═════ Source records

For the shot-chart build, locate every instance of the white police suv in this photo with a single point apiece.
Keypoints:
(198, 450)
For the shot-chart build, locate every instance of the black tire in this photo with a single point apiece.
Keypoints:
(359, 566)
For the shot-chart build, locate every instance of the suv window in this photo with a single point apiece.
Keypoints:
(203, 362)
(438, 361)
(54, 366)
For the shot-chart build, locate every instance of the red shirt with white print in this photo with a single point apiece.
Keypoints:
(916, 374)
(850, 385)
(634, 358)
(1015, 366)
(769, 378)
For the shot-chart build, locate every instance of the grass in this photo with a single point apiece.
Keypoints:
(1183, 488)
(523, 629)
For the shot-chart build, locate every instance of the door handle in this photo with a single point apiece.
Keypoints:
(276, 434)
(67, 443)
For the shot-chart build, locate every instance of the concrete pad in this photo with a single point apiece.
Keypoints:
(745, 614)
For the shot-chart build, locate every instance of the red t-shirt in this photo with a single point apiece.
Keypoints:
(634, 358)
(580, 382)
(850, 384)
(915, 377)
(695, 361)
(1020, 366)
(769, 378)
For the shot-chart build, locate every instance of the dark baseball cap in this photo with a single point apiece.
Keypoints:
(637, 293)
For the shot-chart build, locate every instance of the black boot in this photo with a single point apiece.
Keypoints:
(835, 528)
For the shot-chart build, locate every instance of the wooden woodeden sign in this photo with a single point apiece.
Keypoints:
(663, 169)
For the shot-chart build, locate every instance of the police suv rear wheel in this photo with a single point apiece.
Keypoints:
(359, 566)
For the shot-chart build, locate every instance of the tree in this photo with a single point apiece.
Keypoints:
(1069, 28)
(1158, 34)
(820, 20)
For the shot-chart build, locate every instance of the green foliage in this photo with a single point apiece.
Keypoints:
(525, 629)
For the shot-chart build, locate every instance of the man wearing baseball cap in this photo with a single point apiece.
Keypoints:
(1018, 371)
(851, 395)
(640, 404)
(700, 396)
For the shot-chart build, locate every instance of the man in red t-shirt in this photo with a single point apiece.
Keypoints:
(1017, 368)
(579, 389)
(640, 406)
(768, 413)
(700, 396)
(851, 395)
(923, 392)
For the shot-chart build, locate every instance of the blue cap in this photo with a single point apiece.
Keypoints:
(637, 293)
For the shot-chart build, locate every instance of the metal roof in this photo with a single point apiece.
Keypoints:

══════════

Task instructions: In the listing above, find the line containing "For the shot-chart build, locate every instance of the red shirt" and please quote exactly that line through the last one, and no other lines.

The completed task:
For the shot-chart build, locate every instance of the red shirt with white print in this photo with a single point apiece.
Keypoints:
(916, 374)
(850, 385)
(634, 358)
(1015, 366)
(769, 378)
For the shot-chart build, locate every instance of the grass in this photo with a single point apiece.
Keypoints:
(1183, 488)
(523, 629)
For the shot-chart build, locate every instance of the door handle in this photo with a single point apiece.
Keypoints:
(276, 434)
(67, 443)
For the shot-chart build, locate every instance of the concrete pad in this photo with a single point apiece.
Keypoints:
(745, 614)
For the shot-chart build, locate every instance of the red t-shirt in this photo with a single point apiece.
Keypoints:
(634, 358)
(580, 382)
(850, 384)
(915, 377)
(695, 361)
(1020, 366)
(769, 378)
For the shot-chart build, locate every instance of the dark baseball cap in this photo with a single point apiece.
Keypoints:
(637, 293)
For the shot-chart build, locate every instance of the black boot in this photo with a single point apiece.
Keypoints:
(835, 528)
For the shot-chart build, locate every instance of the wooden woodeden sign in this photo with a single point apiece.
Keypoints:
(663, 169)
For the shot-chart build, locate every instance of the police suv rear wheel in this photo with a single point apiece.
Keypoints:
(359, 566)
For the shot-chart build, locate every instance of the tree in this photo with a single point apiece.
Keypoints:
(1069, 28)
(1158, 34)
(820, 20)
For the shot-chart build, locate every instance of the green foliage in this photo with a single point apiece.
Keypoints:
(525, 629)
For the shot-chart build, locate every instance of the man wearing baseball cap in this photo with a single point apiece.
Keypoints:
(1018, 371)
(851, 395)
(640, 404)
(700, 396)
For the shot-chart build, locate every instance of the man in red t-shirt in this photo with a single point apiece.
Keypoints:
(1017, 368)
(579, 389)
(640, 406)
(768, 413)
(700, 396)
(851, 395)
(923, 392)
For the shot-chart build, locate every instance of the blue cap in this photo with a single point apiece.
Keypoints:
(637, 293)
For the shot-chart build, locate every instance of the metal roof in this photo with a single point apiece.
Keypoints:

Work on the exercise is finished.